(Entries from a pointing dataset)
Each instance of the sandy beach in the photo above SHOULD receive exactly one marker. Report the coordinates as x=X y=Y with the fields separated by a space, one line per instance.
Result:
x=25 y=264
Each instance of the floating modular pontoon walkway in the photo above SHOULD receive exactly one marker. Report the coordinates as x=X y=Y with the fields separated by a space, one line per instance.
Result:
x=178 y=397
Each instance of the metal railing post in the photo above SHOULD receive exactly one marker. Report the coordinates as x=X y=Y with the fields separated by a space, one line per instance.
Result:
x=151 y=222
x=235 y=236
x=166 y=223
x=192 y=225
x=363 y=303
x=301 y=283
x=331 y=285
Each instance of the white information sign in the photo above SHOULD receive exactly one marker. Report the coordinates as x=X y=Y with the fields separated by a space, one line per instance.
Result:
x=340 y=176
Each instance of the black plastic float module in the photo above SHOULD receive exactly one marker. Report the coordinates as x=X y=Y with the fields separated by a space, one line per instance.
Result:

** Stated exercise **
Write out all of these lines again, changing each "marker" to "pin" and leaving everything else as it is.

** Response to this task **
Each instance of the sandy beach in the photo above SHOULD receive exactly one pin. Report the coordinates as x=X y=Y with the fields separated by a space, one line per instance.
Result:
x=25 y=264
Each instance of the floating modular pontoon walkway in the photo above SHOULD receive exactly one pin. Report the coordinates as x=X y=Y with the fields separated by a space, one line per instance.
Result:
x=178 y=397
Each instance of the metal railing post in the photo above SHOULD receive exactly one pin. Report the coordinates as x=X y=Y with the fields separated by a space, one line per instance.
Result:
x=151 y=222
x=235 y=236
x=166 y=223
x=192 y=225
x=363 y=303
x=301 y=283
x=331 y=285
Each instance of the white information sign in the photo above SHOULD receive exactly one pin. Report the coordinates as x=X y=Y with the fields separated by a space, one line per instance.
Result:
x=340 y=176
Each instance of the black plastic float module in the photo above SHOULD receive exactly one pin. Report the coordinates as x=X y=Y with the fields separated by a space, one line per instance.
Result:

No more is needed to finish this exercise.